═══ TEXT SEGMENT ═══

Wednesday, January 20, 2010

Chinatown's "Bell Tower" - Brothel or just False Alarm?

In his piece on Chinatown, Ben Maxwell referenced a brothel called the "Bell Tower."1
The east side of Liberty Street between Court and State was a Chinese settlement of evil repute. Bell Tower, a bawdy house with very sinister reputation was located there as was another place or two with similar reputation but catering to Oriental patronage. A Chinese prostitute was stabbed to death in 1895. Other Chinese occupied rookeries on Ferry Street and tumble down structures at Commercial and Trade owned by Ed Hirsch.

Just what was going on in Salem's Chinatown in 1895? Records are few, extant histories are incomplete and sometimes deliberately vague in the name of propriety, and everything else is shrouded in old-timey nostalgia.

In addition to Maxwell, two other writers have taken a run at one part of the "bell tower" story. While we don't think Capital Taps can do any better with an elegant or satisfying narrative, we can at least do a better job of sharing some of the evidence. Our conclusions cannot be firm, but we think there's more to be wrung from the newspaper accounts!

═══ PROVIDED DATA ═══

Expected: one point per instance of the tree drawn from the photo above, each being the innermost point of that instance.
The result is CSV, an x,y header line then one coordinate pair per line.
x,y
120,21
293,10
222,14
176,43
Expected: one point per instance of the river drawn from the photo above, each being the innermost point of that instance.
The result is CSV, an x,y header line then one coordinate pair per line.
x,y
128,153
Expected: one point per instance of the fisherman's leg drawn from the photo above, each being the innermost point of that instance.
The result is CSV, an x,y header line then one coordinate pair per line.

═══
═══ PROVIDED DATA ═══

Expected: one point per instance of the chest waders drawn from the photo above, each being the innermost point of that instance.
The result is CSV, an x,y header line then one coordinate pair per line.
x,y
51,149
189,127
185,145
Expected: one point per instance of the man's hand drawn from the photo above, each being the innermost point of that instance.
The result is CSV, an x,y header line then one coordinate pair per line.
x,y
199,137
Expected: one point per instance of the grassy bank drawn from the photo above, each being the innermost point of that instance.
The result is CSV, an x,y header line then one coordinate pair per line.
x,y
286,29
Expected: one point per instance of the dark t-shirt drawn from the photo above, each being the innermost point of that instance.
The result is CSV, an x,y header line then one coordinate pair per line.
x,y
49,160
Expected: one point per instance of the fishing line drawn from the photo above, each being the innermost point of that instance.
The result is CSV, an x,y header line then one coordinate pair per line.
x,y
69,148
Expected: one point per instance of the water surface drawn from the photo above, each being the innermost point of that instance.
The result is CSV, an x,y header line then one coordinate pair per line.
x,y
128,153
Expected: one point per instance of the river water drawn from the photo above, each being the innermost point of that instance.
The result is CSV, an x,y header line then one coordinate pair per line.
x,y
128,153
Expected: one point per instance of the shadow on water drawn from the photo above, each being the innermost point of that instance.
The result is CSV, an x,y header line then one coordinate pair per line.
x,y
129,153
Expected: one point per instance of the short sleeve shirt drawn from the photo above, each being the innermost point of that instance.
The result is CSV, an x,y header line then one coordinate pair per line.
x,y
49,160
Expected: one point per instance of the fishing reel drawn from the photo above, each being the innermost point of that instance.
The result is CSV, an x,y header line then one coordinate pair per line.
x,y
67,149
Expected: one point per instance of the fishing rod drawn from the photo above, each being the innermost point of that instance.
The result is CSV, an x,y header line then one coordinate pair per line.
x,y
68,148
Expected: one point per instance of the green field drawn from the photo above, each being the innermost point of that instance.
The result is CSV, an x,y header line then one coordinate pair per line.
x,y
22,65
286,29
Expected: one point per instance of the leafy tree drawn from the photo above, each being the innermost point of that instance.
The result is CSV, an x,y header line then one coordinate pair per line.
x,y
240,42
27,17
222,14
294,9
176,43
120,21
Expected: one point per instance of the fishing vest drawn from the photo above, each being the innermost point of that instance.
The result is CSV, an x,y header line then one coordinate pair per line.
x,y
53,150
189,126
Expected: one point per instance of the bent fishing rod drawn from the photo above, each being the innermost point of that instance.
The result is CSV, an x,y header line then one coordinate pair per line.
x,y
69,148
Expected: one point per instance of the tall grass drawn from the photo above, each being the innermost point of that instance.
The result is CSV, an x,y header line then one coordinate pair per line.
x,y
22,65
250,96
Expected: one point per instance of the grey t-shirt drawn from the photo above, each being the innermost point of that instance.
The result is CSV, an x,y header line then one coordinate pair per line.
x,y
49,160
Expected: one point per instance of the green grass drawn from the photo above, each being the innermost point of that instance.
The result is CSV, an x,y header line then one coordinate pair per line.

═══

# EXERCISE INSTRUCTIONS
- A) Rewrite everything in the post on Salem's Chinatown from "Wednesday, January 20, 2010" down to "in old-timey nostalgia.", putting "brothel" in place of "bawdy house".
- B) According to the post on Salem's Chinatown, why is it hard to say what was going on there in 1895? Answer in one to three sentences.

# EXERCISE RESULTS
- A)
Wednesday, January 20, 2010

Chinatown's "Bell Tower" - Brothel or just False Alarm?

In his piece on Chinatown, Ben Maxwell referenced a brothel called the "Bell Tower."1
The east side of Liberty Street between Court and State was a Chinese settlement of evil repute. Bell Tower, a brothel with very sinister reputation was located there as was another place or two with similar reputation but catering to Oriental patronage. A Chinese prostitute was stabbed to death in 1895. Other Chinese occupied rookeries on Ferry Street and tumble down structures at Commercial and Trade owned by Ed Hirsch.

Just what was going on in Salem's Chinatown in 1895? Records are few, extant histories are incomplete and sometimes deliberately vague in the name of propriety, and everything else is shrouded in old-timey nostalgia.

- B) Records are few, and the surviving histories are incomplete and sometimes deliberately vague for the sake of propriety. Everything else is shrouded in old-timey nostalgia.